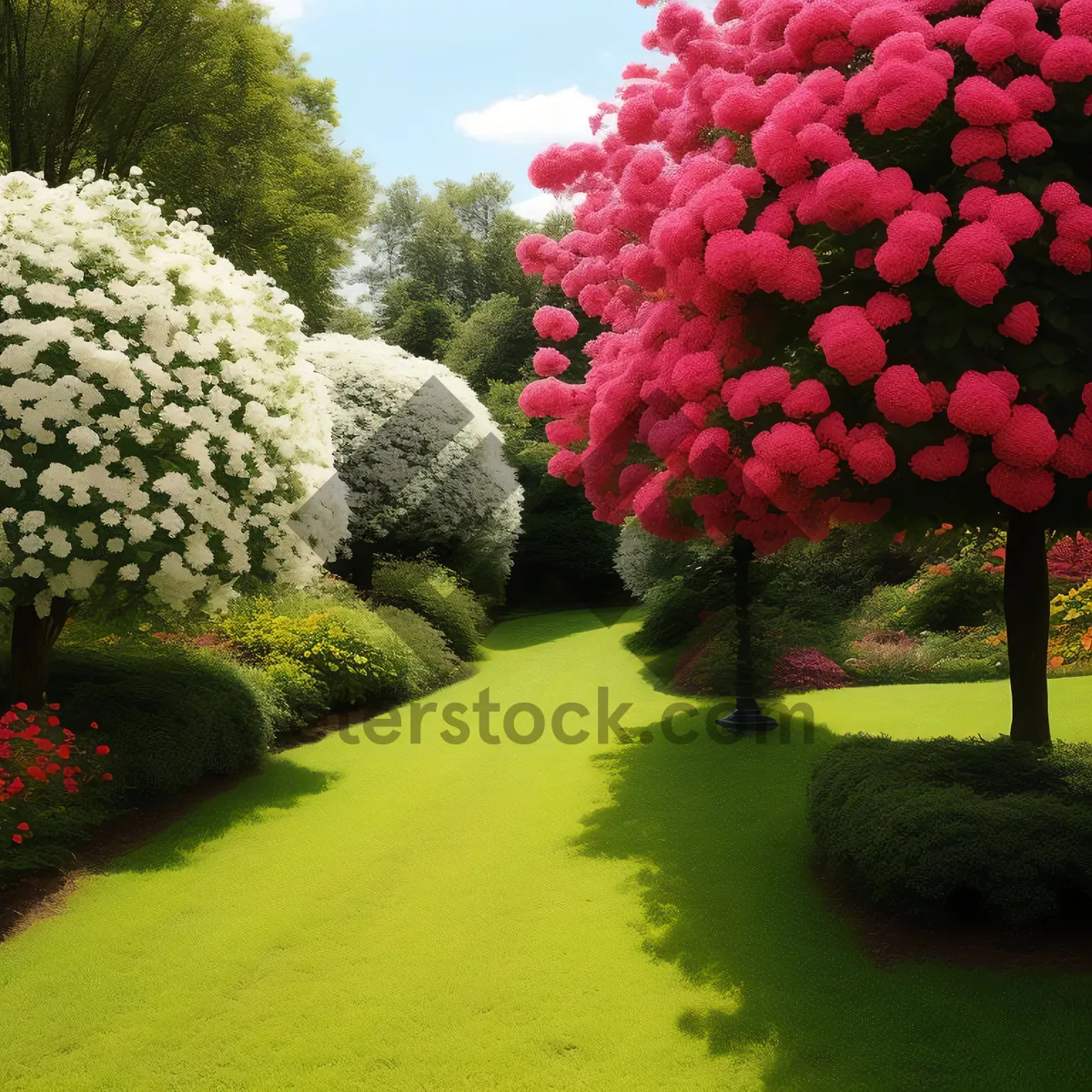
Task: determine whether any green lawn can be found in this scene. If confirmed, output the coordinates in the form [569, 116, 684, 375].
[0, 613, 1092, 1092]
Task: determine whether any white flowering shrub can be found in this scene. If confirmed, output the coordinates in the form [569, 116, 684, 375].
[0, 171, 348, 615]
[304, 334, 523, 591]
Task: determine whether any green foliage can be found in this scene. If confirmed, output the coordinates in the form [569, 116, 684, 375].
[443, 293, 539, 395]
[843, 628, 1009, 686]
[613, 517, 689, 600]
[0, 0, 375, 329]
[8, 641, 288, 795]
[376, 278, 460, 360]
[808, 736, 1092, 926]
[372, 602, 477, 681]
[626, 577, 706, 653]
[371, 557, 488, 660]
[629, 523, 913, 663]
[258, 660, 331, 728]
[217, 592, 460, 709]
[326, 301, 376, 340]
[361, 174, 623, 604]
[1049, 580, 1092, 662]
[862, 550, 1005, 633]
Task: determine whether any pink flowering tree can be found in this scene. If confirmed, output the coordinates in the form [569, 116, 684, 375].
[519, 0, 1092, 743]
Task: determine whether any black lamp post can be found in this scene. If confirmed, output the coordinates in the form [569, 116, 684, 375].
[716, 535, 777, 733]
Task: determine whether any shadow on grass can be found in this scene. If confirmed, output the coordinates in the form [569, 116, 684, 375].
[107, 758, 339, 873]
[577, 726, 1092, 1092]
[481, 606, 633, 652]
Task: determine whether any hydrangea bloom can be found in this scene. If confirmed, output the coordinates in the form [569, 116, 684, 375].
[519, 0, 1092, 568]
[0, 174, 348, 617]
[302, 334, 520, 591]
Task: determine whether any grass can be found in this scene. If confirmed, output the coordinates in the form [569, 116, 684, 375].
[0, 612, 1092, 1092]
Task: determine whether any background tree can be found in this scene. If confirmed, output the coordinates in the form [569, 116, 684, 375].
[520, 0, 1092, 743]
[357, 174, 623, 602]
[0, 0, 375, 329]
[304, 334, 522, 599]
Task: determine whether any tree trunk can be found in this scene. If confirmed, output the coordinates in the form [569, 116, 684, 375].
[1005, 512, 1050, 747]
[11, 599, 69, 709]
[732, 535, 754, 699]
[716, 535, 777, 735]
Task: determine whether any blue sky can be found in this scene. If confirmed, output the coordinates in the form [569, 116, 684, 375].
[266, 0, 685, 214]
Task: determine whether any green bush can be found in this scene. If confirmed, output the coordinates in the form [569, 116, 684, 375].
[844, 628, 1009, 686]
[217, 581, 460, 709]
[5, 641, 279, 795]
[613, 517, 690, 600]
[672, 604, 787, 698]
[258, 660, 329, 728]
[626, 577, 706, 652]
[808, 736, 1092, 925]
[371, 557, 488, 660]
[375, 604, 471, 698]
[862, 551, 1005, 634]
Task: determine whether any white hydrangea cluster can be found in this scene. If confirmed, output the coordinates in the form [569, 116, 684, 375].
[304, 334, 523, 584]
[0, 173, 349, 613]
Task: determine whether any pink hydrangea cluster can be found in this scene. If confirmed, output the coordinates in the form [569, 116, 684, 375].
[1039, 178, 1092, 274]
[518, 0, 1092, 551]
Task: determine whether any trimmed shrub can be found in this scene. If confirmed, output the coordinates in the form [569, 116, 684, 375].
[218, 592, 460, 709]
[373, 604, 473, 698]
[0, 642, 281, 795]
[862, 551, 1005, 635]
[0, 171, 349, 613]
[626, 578, 706, 652]
[613, 517, 689, 600]
[808, 735, 1092, 926]
[0, 703, 118, 885]
[845, 628, 1009, 686]
[258, 660, 329, 730]
[371, 558, 488, 660]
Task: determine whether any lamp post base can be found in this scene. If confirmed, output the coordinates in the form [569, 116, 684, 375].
[716, 698, 777, 733]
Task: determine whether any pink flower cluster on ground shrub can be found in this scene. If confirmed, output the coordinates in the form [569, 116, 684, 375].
[0, 703, 114, 844]
[771, 649, 850, 693]
[518, 0, 1092, 553]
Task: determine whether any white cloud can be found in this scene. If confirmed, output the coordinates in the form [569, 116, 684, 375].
[512, 193, 583, 223]
[455, 84, 599, 144]
[264, 0, 304, 23]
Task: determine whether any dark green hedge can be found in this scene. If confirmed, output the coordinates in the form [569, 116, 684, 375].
[808, 736, 1092, 926]
[0, 641, 281, 795]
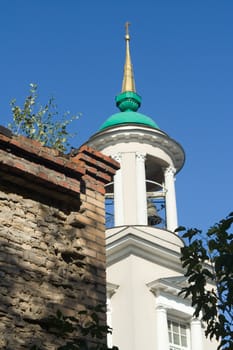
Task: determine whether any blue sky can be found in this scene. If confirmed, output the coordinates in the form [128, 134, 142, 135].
[0, 0, 233, 229]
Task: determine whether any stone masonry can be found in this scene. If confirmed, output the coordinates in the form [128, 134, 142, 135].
[0, 128, 118, 350]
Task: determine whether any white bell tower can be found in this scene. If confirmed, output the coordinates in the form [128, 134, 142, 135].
[84, 24, 216, 350]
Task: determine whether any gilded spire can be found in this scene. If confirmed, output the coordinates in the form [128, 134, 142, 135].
[121, 22, 136, 92]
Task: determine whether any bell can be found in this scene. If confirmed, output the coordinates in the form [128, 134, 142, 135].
[147, 201, 162, 226]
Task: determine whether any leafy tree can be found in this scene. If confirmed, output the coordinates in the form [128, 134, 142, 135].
[177, 212, 233, 349]
[8, 84, 79, 153]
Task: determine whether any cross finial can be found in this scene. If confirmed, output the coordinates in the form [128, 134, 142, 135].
[125, 22, 131, 39]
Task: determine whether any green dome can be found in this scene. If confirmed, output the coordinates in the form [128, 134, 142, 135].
[100, 110, 159, 130]
[100, 91, 159, 131]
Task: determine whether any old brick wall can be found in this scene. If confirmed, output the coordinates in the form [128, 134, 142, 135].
[0, 132, 118, 350]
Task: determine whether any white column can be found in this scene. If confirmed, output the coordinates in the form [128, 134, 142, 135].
[164, 166, 178, 231]
[136, 153, 147, 225]
[191, 318, 203, 350]
[112, 153, 124, 226]
[155, 305, 169, 350]
[107, 298, 112, 348]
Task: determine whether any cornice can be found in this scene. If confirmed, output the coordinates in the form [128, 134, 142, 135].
[106, 226, 183, 273]
[88, 125, 185, 171]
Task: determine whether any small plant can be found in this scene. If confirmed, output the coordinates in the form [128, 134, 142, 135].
[8, 84, 80, 153]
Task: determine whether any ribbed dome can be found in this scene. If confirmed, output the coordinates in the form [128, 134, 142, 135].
[100, 110, 159, 130]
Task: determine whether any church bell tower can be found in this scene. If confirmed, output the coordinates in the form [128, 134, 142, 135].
[83, 24, 208, 350]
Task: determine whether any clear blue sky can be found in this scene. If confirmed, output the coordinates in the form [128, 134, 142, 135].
[0, 0, 233, 232]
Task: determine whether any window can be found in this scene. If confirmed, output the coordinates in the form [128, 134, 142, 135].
[168, 320, 188, 350]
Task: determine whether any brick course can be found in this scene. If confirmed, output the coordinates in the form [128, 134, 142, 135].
[0, 129, 118, 350]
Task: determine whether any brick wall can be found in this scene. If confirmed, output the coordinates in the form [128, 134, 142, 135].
[0, 128, 118, 350]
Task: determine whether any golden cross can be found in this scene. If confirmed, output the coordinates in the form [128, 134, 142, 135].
[125, 22, 131, 35]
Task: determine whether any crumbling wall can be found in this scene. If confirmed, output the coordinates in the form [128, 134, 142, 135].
[0, 129, 117, 350]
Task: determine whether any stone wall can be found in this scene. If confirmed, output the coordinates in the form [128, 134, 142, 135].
[0, 130, 118, 350]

==*==

- _PROBLEM REQUIREMENTS_
Can you copy all of the records above word for word, leaving out the pictures?

- _SOLVED PROBLEM_
Task: determine whether any green lawn can be found in this scene. If confirmed, output the coordinates in the form [569, 116, 684, 375].
[0, 613, 1092, 1092]
Task: determine whether any white flowering shrub can be found in this scene. If confirmed, output the coordinates in the form [569, 116, 684, 375].
[0, 171, 348, 615]
[304, 334, 523, 591]
Task: determine whether any green foliage can be found in this scene. If confirmed, output the coordinates in the form [569, 116, 684, 375].
[443, 293, 539, 395]
[843, 628, 1009, 686]
[613, 517, 689, 600]
[0, 0, 375, 329]
[8, 641, 288, 795]
[376, 278, 460, 360]
[808, 736, 1092, 926]
[372, 602, 477, 681]
[626, 577, 706, 653]
[371, 557, 488, 660]
[629, 523, 913, 663]
[258, 660, 331, 728]
[217, 592, 460, 709]
[326, 301, 376, 340]
[361, 174, 623, 604]
[1049, 580, 1092, 662]
[862, 550, 1005, 633]
Task: determine whether any pink flowering tree can be found in this scene. If confirmed, output the coordinates in the form [569, 116, 684, 375].
[519, 0, 1092, 743]
Task: determine whether any black lamp post can be found in this scene. If confirmed, output the coordinates in the form [569, 116, 684, 375].
[716, 535, 777, 733]
Task: determine whether any shadow on grass can be found in this scene. If confirmed, output the coordinates in the form [569, 116, 684, 375].
[107, 758, 339, 873]
[577, 726, 1092, 1092]
[481, 606, 633, 652]
Task: determine whether any hydrangea bloom can be found in this scene. If confirmed, output the coordinates in the form [569, 116, 684, 375].
[519, 0, 1092, 568]
[0, 174, 348, 617]
[302, 334, 520, 591]
Task: determine whether any grass can be found in this scene. If confirmed, output the coordinates in the form [569, 116, 684, 375].
[0, 612, 1092, 1092]
Task: determine whether any background tree can be found in this scene. If confirmed, output the coordinates in the form [569, 116, 684, 375].
[520, 0, 1092, 743]
[357, 174, 623, 602]
[0, 0, 375, 329]
[304, 334, 522, 599]
Task: determine whether any tree trunk can be found in this scene. If confirmed, output the coordinates in the form [569, 116, 684, 375].
[1005, 512, 1050, 747]
[11, 599, 69, 709]
[732, 535, 754, 699]
[716, 535, 777, 735]
Task: determine whether any blue sky can be found in this scene. If confirmed, output the coordinates in the form [569, 116, 684, 375].
[266, 0, 685, 214]
Task: determine whether any green bush can be found in this scene. If confirmed, output the coordinates in the form [569, 116, 684, 375].
[844, 628, 1009, 686]
[217, 581, 460, 709]
[5, 641, 279, 795]
[613, 517, 690, 600]
[672, 604, 787, 698]
[258, 660, 329, 728]
[626, 577, 706, 652]
[808, 736, 1092, 925]
[371, 557, 488, 660]
[375, 604, 471, 698]
[862, 551, 1005, 634]
Task: determine whether any white hydrangea cluster can be found in this scene. If confirmed, output the coordinates in the form [569, 116, 684, 375].
[304, 334, 523, 584]
[0, 173, 349, 613]
Task: determine whether any pink hydrangea cluster can be found in this scene. If confirmed, output the coordinates in the form [569, 116, 684, 375].
[1039, 178, 1092, 274]
[518, 0, 1092, 551]
Task: determine whether any trimmed shrub can be found in this scene. If confirmed, output the coordinates in the form [569, 116, 684, 375].
[218, 592, 460, 709]
[373, 604, 473, 698]
[0, 642, 281, 795]
[862, 551, 1005, 635]
[0, 171, 349, 613]
[626, 578, 706, 652]
[613, 517, 689, 600]
[808, 735, 1092, 926]
[0, 703, 118, 885]
[845, 628, 1009, 686]
[258, 660, 329, 730]
[371, 558, 488, 660]
Task: determine whether any lamp post base can be found in this scene. If confirmed, output the coordinates in the form [569, 116, 684, 375].
[716, 698, 777, 733]
Task: determine whether any pink flower cluster on ground shrub can be found in this scene. If confirmed, output the coordinates in the form [569, 116, 684, 375].
[0, 703, 114, 844]
[771, 649, 850, 693]
[518, 0, 1092, 553]
Task: determine whether any white cloud can be found in this scene. If confirmed, output the coordinates in the form [569, 116, 684, 375].
[512, 193, 583, 223]
[455, 84, 599, 144]
[264, 0, 304, 23]
Task: determine whether any dark green hedge can be found in this scene. If confirmed, output the coordinates in the form [569, 116, 684, 375].
[808, 736, 1092, 926]
[0, 641, 281, 795]
Task: determine whether any blue sky can be found in this scene. If confirmed, output the coordinates in the form [128, 134, 142, 135].
[0, 0, 233, 229]
Task: determine whether any stone masonry can be found in this scene. If confirmed, output the coordinates in the form [128, 134, 142, 135].
[0, 128, 118, 350]
Task: determine whether any white bell tower can be found in this scene. If confirmed, output the coordinates in the form [128, 134, 142, 135].
[84, 24, 216, 350]
Task: determine whether any gilded spire can be found in this scene. If confirmed, output the coordinates in the form [128, 134, 142, 135].
[121, 22, 136, 92]
Task: determine whether any bell can be found in this scene. If confirmed, output the coordinates in the form [128, 134, 142, 135].
[147, 201, 162, 226]
Task: determine whether any leafy tree can be found in this scene. If confirmed, output the coordinates in the form [128, 134, 142, 135].
[177, 212, 233, 349]
[8, 84, 79, 153]
Task: determine whether any cross finial can be found in this scene. If confirmed, output the coordinates in the form [128, 134, 142, 135].
[125, 22, 131, 39]
Task: determine whether any green dome can be found in this scene. If confirmed, output the coordinates in the form [128, 134, 142, 135].
[100, 110, 159, 130]
[100, 91, 159, 131]
Task: determine whether any old brick wall can be found in this scene. If confirmed, output the coordinates in the form [128, 134, 142, 135].
[0, 132, 118, 350]
Task: determine whether any white column can be found in this scene. If confirmed, output the coordinates in the form [128, 134, 142, 135].
[164, 166, 178, 231]
[136, 153, 147, 225]
[191, 318, 203, 350]
[112, 153, 124, 226]
[155, 305, 169, 350]
[107, 298, 112, 348]
Task: determine whether any cornice can be found in this scene. If confirmed, output the coordinates in the form [128, 134, 142, 135].
[106, 226, 183, 273]
[88, 125, 185, 171]
Task: determine whether any small plant can be found in this scene. If confirmed, output the coordinates in the form [128, 134, 142, 135].
[8, 84, 80, 153]
Task: determine whether any ribbed dome can be found in this scene. If confirmed, output the coordinates in the form [128, 134, 142, 135].
[100, 110, 159, 130]
Task: determine whether any church bell tower can be found in this scene. If confirmed, output the coordinates in the form [128, 134, 142, 135].
[83, 24, 208, 350]
Task: determine whether any clear blue sky can be found in this scene. If confirmed, output the coordinates in the form [128, 134, 142, 135].
[0, 0, 233, 232]
Task: determine whether any window can be found in this scene. If confirmed, output the coordinates in the form [128, 134, 142, 135].
[168, 320, 188, 350]
Task: determine whether any brick course can be found in this scene. If confirmed, output the coordinates in the form [128, 134, 142, 135].
[0, 129, 118, 350]
Task: determine whether any brick wall can be found in this scene. If confirmed, output the coordinates in the form [128, 134, 142, 135].
[0, 128, 118, 350]
Task: determine whether any golden cross can be found in this scene. If confirmed, output the coordinates in the form [128, 134, 142, 135].
[125, 22, 131, 35]
Task: determine whether any crumbling wall can be found in this scene. If confirmed, output the coordinates in the form [128, 134, 142, 135].
[0, 129, 117, 350]
Task: determine whether any stone wall can be found in this scene. If confirmed, output the coordinates in the form [128, 134, 142, 135].
[0, 130, 118, 350]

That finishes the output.